→ Set problem
Reproduce the listing below word for word, leaving every line unchanged.

[Provided entries start]

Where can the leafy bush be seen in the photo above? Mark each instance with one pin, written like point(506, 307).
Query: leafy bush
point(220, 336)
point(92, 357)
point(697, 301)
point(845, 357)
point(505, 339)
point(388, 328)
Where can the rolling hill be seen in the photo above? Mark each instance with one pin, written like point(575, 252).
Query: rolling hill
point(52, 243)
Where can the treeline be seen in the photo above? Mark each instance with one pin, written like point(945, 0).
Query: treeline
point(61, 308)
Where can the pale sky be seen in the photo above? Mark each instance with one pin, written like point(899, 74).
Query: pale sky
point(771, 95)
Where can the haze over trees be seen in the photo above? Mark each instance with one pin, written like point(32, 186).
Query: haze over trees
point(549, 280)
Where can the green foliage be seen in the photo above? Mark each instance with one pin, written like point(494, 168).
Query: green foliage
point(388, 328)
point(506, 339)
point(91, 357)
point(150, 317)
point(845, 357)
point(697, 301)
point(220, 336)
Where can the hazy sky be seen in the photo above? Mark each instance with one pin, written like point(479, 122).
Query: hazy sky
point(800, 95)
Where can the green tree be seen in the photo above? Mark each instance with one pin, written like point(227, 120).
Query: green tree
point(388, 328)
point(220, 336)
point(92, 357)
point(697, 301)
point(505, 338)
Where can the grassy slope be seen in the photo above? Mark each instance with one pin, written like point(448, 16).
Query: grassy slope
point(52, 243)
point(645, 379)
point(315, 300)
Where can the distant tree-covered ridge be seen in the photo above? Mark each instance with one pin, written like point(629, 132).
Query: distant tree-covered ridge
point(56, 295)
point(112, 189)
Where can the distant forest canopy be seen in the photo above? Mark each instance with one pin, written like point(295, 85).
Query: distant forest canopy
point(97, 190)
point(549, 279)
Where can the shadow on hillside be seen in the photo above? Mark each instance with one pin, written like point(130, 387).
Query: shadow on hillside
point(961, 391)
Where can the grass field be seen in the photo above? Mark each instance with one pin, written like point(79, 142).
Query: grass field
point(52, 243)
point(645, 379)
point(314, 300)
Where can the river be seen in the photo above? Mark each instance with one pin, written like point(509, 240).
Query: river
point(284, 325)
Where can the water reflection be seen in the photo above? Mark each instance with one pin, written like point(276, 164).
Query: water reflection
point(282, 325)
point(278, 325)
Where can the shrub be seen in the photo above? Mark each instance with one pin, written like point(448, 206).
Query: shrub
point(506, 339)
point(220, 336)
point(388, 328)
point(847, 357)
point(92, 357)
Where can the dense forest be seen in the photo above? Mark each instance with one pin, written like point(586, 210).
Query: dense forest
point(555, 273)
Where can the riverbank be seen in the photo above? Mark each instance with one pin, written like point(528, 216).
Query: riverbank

[Provided entries end]

→ Right answer
Where can the leafy bush be seen in the photo above? Mark each instance with one pin, written like point(506, 307).
Query: leafy bush
point(220, 336)
point(92, 357)
point(697, 301)
point(845, 357)
point(505, 339)
point(388, 328)
Where can the rolling hill be seen in the photo above? Mark each instance with one pin, written like point(575, 252).
Query: rolling hill
point(52, 243)
Where can the treeline be seen in the photo above? Mark each instance with one pin, written like point(945, 0).
Query: treeline
point(61, 308)
Where can the pale sky be seen in the photo above? Mark each instance with one pin, written like point(899, 74).
Query: pale sky
point(771, 95)
Where can the haze over trees be seen in the photo above? Mark each instance with one pin, written like point(32, 186).
Query: haze over trees
point(549, 280)
Where can the green foliage be seen in the photo above? Mark each instance with one pin, written like point(494, 168).
Query: green foliage
point(388, 328)
point(506, 339)
point(91, 357)
point(150, 317)
point(845, 357)
point(697, 301)
point(220, 336)
Where can the hazy sky be seen in the photo above? Mark each instance with one pin, written like point(479, 122).
Query: hazy sky
point(800, 95)
Where can the green tree be seen in the photo above? Mark each instance with one pin, written like point(227, 120).
Query: green tree
point(388, 328)
point(220, 336)
point(92, 357)
point(697, 301)
point(505, 338)
Where can the grassy slope be seen in the photo above? Mark each instance with one pin, written like point(448, 16).
Query: grassy slope
point(52, 243)
point(645, 379)
point(315, 300)
Where can the distant tree-covered ridge be seen in the photo above? Mark each instance with one pin, written like point(629, 132).
Query: distant tree-covered ridge
point(56, 295)
point(112, 189)
Where can the distant forest canopy be seen in the photo above? Mark each instance with one pin, written like point(295, 85).
Query: distant forest canopy
point(97, 190)
point(549, 279)
Where can the shadow on hillside be seen in the photo above? Mark each instance with one pin, written like point(130, 387).
Query: shadow on hillside
point(961, 391)
Where can the grass field be seen in the photo above? Mark each instance with one pin, written like point(79, 142).
Query: grass field
point(52, 243)
point(645, 379)
point(314, 300)
Where can the river be seen in the photo above? Mark each instance with one pin, written like point(509, 240).
Query: river
point(284, 325)
Where can the water reflection be seen in the photo above? Mark each instance with one pin, written like point(276, 164).
Query: water reflection
point(282, 325)
point(278, 325)
Where can the shrub be seen in the photo above? Mark each instance with one pin, written like point(448, 206).
Query: shrub
point(506, 339)
point(220, 336)
point(388, 328)
point(847, 357)
point(92, 357)
Where can the dense forest be seen in the photo above? Mark each instance with one pin, written like point(586, 210).
Query: dense forest
point(555, 273)
Where can the riverbank be seen in the photo above? Mark each instance with one pin, written like point(528, 216).
Query: riverbank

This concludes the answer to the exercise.